- Document segment:
▬▬▬▬▬▬▬▬▬▬

That’s my explanation for why the market doesn’t really care about the US / China relationship breaking down.
I still can’t believe that there will be an effective and safe vaccine in a matter of months, what we hear is propoganda about a few different “possible” vaccines. We have gone from “there may never be a vaccine” and “ it will take 12 to 18 months” to trials already and a vaccine by the fall?! There is no way a vaccine can be tested properly that quickly, especially considering it is some new genetically modified RNA vaccine. I guess no coincidence that Fauci and Bill Gates are involved with the company?
Is it called “Operation Warp Speed”? Should be named “Operation Clusterfuck”
I don’t agree, but the point is that compared to things like “vaccine or no”, “consumers return to shops or no”, “another $2TR fiscal package or no”, the ups and downs of US-China trade are pretty minor potatoes. In the short term. Which is all that matters right now.
None of the above matter to the algos
After much hype (and, in some cases, misinformation), we’ve learned that hydroxychloroquine is more likely to hurt you than help you, remdecivir is far from a silver bullet, and the results from Moderna’s accelerated phase I trials are inconclusive. Inovio’s seems to be fading fast after getting out of the gate quickly and Novovax’s candidate hasn’t been given to humans yet. Etc., etc. I would put the chances of someone developing a safe vaccine for SARS-CoV-2 and having it widely available by the end of 2020 at no more than 5 percent.
It seems you have caught up with the esteemed Dr. Faucci who estimated as much earlier when he was allowed to speak. Promising in Vitro tests result in a 90% failure rate later on in testing in normal times. In these times we can expect a higher failure rate. The science is hard, antibodies have more ways to fail than succeed.
This is a good science-based overview (from Cornell) of where things stand. Recommend that everyone who is investing on the prospect of a qucik vaccine read it:
https://allianceforscience.cornell.edu/blog/2020/05/what-are-the-top-5-most-promising-covid-19-vaccine-candidates/
I’m following the science closely.

▬▬▬▬▬▬▬▬▬▬

- Supplied material:
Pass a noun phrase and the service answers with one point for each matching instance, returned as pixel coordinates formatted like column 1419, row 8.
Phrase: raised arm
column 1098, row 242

▬▬▬▬▬▬▬▬▬▬

- Questions on the material:
1 > Answer these questions about the comment thread on vaccines and markets:
(a) What chance does one commenter give that a safe SARS-CoV-2 vaccine will be widely available by the end of 2020?
(b) In normal times, what failure rate later in testing follows promising in vitro tests?
(c) Which university is the recommended science-based overview from?
2 > List every company that the comment thread on vaccines and markets names as developing a vaccine candidate.
3 > Resume the comment thread on vaccines and markets after its final line.
None of the data is needed for what comes next.

- Answers by item number:
1 >
(a) No more than 5 percent.
(b) 90%.
(c) Cornell.

2 > Moderna, Inovio, Novovax

3 >
Here’s the politics of it, as I see things:
– China will discover and approve the Glorious Triumphant Peoples’ Vaccine (GTPV) by year end. It is a political imperative for Xi. China’s drug regulator answers to the Party. It has already demonstrated that political imperative to lead the medical charge against SARS-CoV-2 will overrule scientific rigor: China rush-approved hydroxychloroquine, lopinavir/ritonavir, and favipiravir to treat covid-19 back in February, based on nothing but anecdotals and tiny uncontrolled studies. And China has a history of tolerating dodgy vaccines.
– The US will not permit China to win the race for a vaccine, beating BARDA’s billions and Trump’s Project Warp Speed. What US President could bear begging China for doses of GTPV? The FDA is going to do what the White House tells it to do. Looking at the inexplicable actions of the CDC should leave no doubt that the politicians are in control. So the US will approve the Bigly Awesome Patriots’ Vaccine (BAPV) by year-end.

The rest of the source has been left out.